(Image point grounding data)
───
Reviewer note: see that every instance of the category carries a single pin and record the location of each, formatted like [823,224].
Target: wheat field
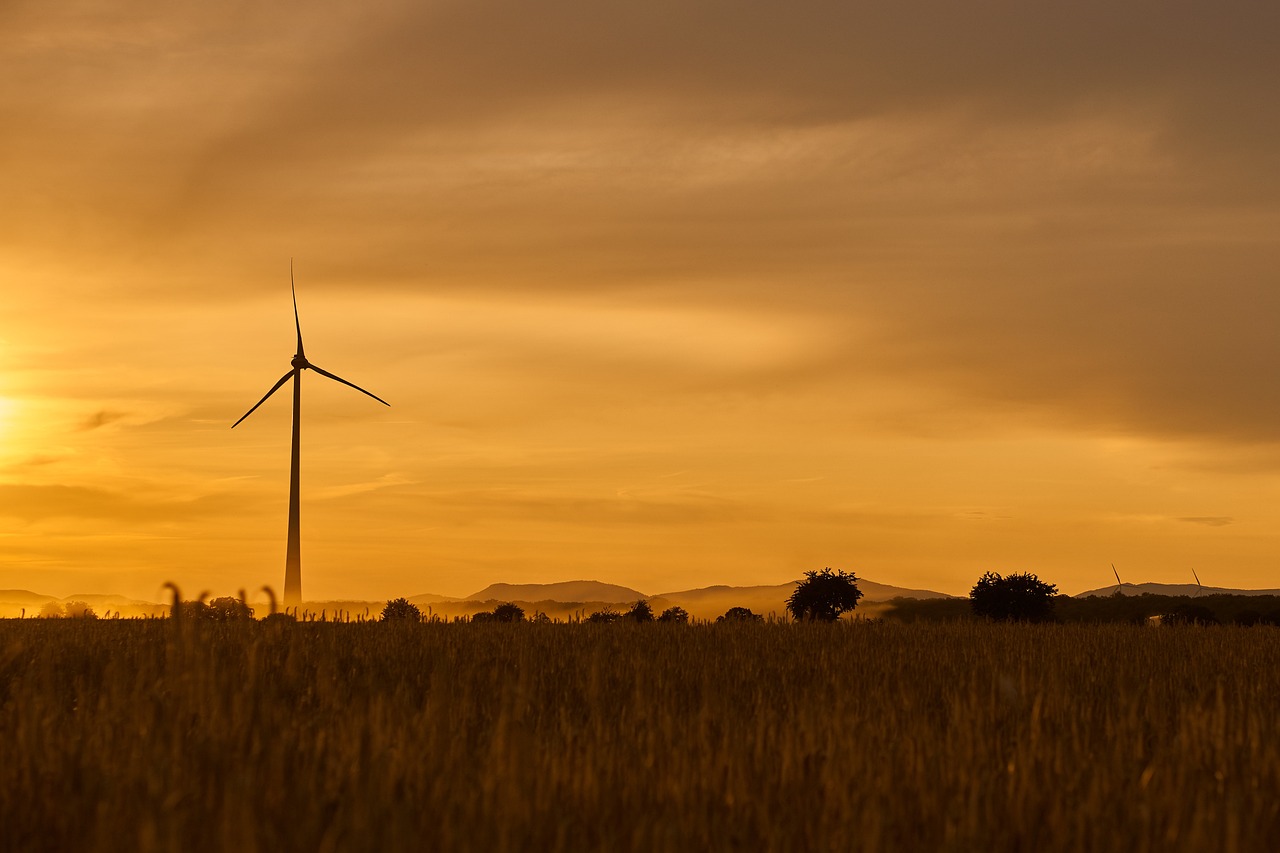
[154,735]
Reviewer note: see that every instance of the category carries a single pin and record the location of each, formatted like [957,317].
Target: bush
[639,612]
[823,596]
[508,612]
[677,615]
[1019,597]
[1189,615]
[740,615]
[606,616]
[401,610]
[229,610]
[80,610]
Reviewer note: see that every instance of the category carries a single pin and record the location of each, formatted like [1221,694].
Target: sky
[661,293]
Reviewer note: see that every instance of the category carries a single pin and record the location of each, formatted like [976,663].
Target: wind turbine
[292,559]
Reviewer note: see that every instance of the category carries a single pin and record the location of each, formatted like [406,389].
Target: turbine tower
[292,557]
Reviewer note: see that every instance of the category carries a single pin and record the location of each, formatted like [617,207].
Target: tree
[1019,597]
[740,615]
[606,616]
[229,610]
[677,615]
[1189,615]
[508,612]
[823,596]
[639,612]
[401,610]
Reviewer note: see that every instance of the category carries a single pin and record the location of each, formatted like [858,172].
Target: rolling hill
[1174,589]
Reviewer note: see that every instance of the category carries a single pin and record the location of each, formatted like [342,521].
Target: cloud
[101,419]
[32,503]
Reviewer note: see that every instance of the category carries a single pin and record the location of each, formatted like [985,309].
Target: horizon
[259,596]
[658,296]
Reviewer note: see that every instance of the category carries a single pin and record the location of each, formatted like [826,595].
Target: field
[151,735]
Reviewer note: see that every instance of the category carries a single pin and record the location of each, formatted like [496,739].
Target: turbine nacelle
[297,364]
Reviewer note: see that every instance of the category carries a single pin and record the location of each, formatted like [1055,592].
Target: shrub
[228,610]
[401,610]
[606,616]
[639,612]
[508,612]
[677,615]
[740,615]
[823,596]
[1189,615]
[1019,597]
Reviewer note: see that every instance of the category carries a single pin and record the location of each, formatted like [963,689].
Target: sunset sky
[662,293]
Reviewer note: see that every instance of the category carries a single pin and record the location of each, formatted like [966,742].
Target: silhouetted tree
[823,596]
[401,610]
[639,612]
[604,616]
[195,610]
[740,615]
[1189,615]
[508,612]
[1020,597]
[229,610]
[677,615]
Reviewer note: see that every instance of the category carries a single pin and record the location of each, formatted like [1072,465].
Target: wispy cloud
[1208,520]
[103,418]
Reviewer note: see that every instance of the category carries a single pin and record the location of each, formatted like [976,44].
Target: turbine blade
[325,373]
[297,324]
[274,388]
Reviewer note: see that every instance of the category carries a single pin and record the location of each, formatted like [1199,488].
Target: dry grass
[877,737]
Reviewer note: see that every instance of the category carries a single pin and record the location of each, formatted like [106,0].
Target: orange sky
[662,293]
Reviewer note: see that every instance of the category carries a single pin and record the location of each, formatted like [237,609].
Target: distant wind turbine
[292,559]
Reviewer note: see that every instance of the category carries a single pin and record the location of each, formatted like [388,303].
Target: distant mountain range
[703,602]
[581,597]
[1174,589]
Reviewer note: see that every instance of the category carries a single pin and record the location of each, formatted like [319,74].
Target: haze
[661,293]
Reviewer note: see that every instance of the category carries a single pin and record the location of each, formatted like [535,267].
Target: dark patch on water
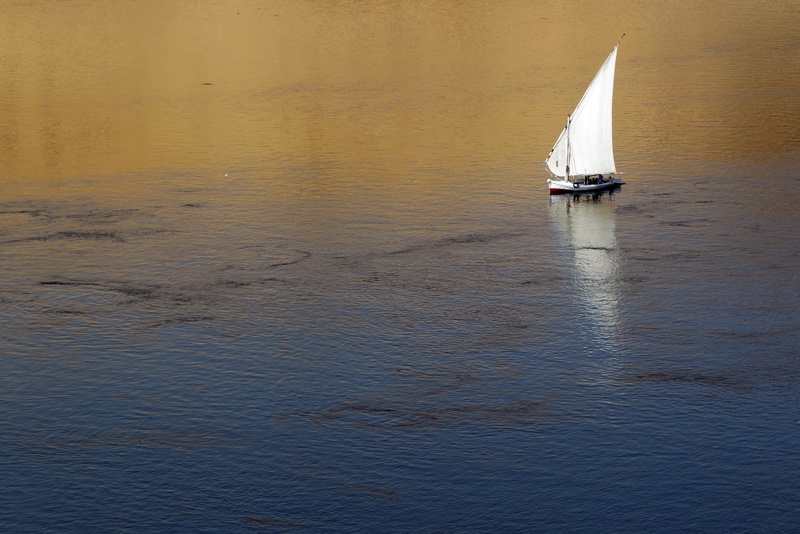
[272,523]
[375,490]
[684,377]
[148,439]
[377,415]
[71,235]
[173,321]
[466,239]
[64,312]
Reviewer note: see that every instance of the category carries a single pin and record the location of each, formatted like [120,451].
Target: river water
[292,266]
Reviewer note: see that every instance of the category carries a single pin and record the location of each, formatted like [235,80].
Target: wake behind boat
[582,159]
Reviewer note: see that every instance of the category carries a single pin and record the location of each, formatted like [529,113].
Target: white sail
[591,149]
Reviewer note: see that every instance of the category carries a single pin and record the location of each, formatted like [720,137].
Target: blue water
───
> _What needs to be done_: Your answer must contain the full data, repeated exactly, without pictures.

> _Expected answer_:
Reviewer note: see that every instance of the category carries a single pin and record the location of each, formatted like [823,224].
Target: wheat field
[154,735]
Reviewer note: see that every instance of the category carries a single pin and record the location of each, formatted like [957,317].
Target: bush
[639,612]
[823,596]
[508,612]
[677,615]
[1019,597]
[1189,615]
[740,615]
[606,616]
[401,610]
[229,610]
[80,610]
Reviewer note: see that every instance of the category carries a single pin and record the location of each, formatted like [1221,694].
Target: sky
[661,293]
Reviewer note: see that every instance of the category carries a single pin and record the location of each, formatted like [976,663].
Target: wind turbine
[292,559]
Reviewer note: see that every instance of the category carries a single pin and record the location of each, formatted like [406,389].
Target: turbine tower
[292,557]
Reviewer note: see that every instance of the category carries a single pin and record the location of each, formatted like [617,207].
Target: tree
[1019,597]
[740,615]
[606,616]
[229,610]
[677,615]
[1189,615]
[508,612]
[823,596]
[639,612]
[401,610]
Reviewer note: see that every instance of the category carries a single pin and record the location of each, formatted like [858,172].
Target: rolling hill
[1174,589]
Reviewer note: see that every instance of the category carries a single pin and record the location of each, formatted like [342,521].
Target: cloud
[101,419]
[32,503]
Reviewer note: see that every instance of the category carries a single pin and record the location of each, formatted like [985,309].
Target: horizon
[259,596]
[658,296]
Reviewer note: see that every instance of the category carries a single pin and record the location of each, formatted like [826,595].
Target: field
[151,735]
Reviewer note: see that every instance of the category carries a single pin and record the location of each, formatted like [496,739].
Target: turbine nacelle
[297,364]
Reviewer note: see that every instance of the category carries a single pin and record the location of each, formatted like [1055,592].
Target: shrub
[228,610]
[401,610]
[606,616]
[639,612]
[508,612]
[677,615]
[740,615]
[823,596]
[1189,615]
[1019,597]
Reviewer note: see that every instance of the category carries a single pin and record the location of each, formatted like [963,689].
Target: sunset sky
[662,293]
Reviewer note: see that every instance of the category carries a single pin and record the location of each, formatted like [966,742].
Target: silhouetted tree
[823,596]
[401,610]
[639,612]
[604,616]
[195,610]
[740,615]
[1189,615]
[508,612]
[1020,597]
[229,610]
[677,615]
Reviewer note: see that every instance of the category carries a single pin and record the location of each, formatted like [1072,465].
Target: wispy cloud
[1208,520]
[103,418]
Reviewer note: see that every instance of the category carries a single pin and record the location of each, formatted like [976,44].
Target: turbine blade
[325,373]
[297,324]
[274,388]
Reviewer note: see that every instance of the category carries a single pin and record the location of each, formatted like [1199,488].
Target: dry grass
[877,737]
Reviewer note: see that every instance of the category carries a single pin and record the location of each, formatted like [106,0].
Target: orange sky
[662,293]
Reviewer note: see that every instance of the category carries a single pin and record the location of each, formatted like [237,609].
Target: distant wind turbine
[292,559]
Reviewer note: see that every instance of the category carries a single pin and record the location of each, formatted like [388,303].
Target: distant mountain range
[703,602]
[581,597]
[1174,589]
Reviewer note: see that every instance of the category carries a single pin and record the location of each, formatted like [319,74].
Target: haze
[661,293]
Reviewer note: see that every instance of the category carries a single pin and record the location of each, formatted like [535,267].
Target: dark patch on water
[272,523]
[375,490]
[684,377]
[148,439]
[377,415]
[71,235]
[173,321]
[466,239]
[64,312]
Reviewer note: see that every instance of the category carries a single pin and record the location of each, formatted like [120,451].
Target: river water
[292,266]
Reviewer note: see that every instance of the category carries a single pin and record the location of each, formatted like [235,80].
Target: wake behind boat
[582,159]
Reviewer note: see that every instance of the category carries a single pin and record the location of each, formatted like [529,113].
Target: white sail
[591,149]
Reviewer note: see that every instance of the category carries a single pin and record the location of each, formatted like [720,137].
Target: blue water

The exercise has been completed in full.